• INFORMATION SUPPLIED:
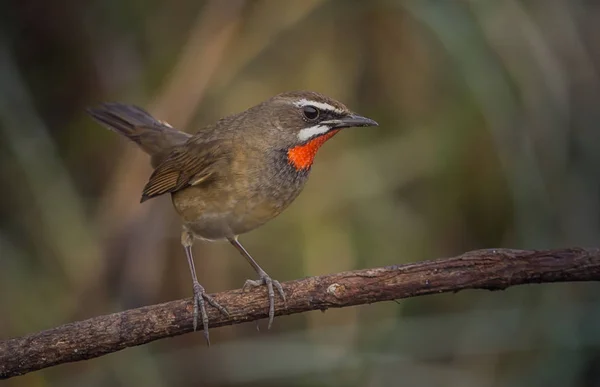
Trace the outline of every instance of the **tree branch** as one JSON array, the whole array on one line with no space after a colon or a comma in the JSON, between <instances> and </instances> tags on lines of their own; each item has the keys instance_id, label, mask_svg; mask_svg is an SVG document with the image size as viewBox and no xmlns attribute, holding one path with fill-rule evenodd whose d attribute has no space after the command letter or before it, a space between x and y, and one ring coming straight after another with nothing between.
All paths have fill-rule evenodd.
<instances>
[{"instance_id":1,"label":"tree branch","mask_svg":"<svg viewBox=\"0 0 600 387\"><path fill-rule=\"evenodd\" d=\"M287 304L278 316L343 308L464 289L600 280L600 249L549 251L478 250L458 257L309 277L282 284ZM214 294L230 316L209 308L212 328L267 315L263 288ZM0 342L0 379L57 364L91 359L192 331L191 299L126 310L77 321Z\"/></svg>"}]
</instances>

• EXERCISE TASK: Go through the listing above and write it all out exactly, leaving out any picture.

• REPLY:
Trace the outline of every instance of the **tree branch** as one JSON array, the whole array on one line with no space after a colon or a comma in the JSON, between <instances> and </instances> tags on lines of their own; each item has the keys instance_id, label, mask_svg; mask_svg is an SVG document with the image size as viewBox and no xmlns attribute, holding one path with fill-rule evenodd whose d attribute has no space after the command letter or before it, a space between x and y, and one ring coming straight after another with nothing between.
All paths have fill-rule evenodd.
<instances>
[{"instance_id":1,"label":"tree branch","mask_svg":"<svg viewBox=\"0 0 600 387\"><path fill-rule=\"evenodd\" d=\"M287 304L278 316L343 308L464 289L600 280L600 249L549 251L478 250L458 257L309 277L282 284ZM214 294L230 316L209 308L212 328L267 315L263 288ZM0 342L0 379L57 364L91 359L192 331L191 299L126 310L77 321Z\"/></svg>"}]
</instances>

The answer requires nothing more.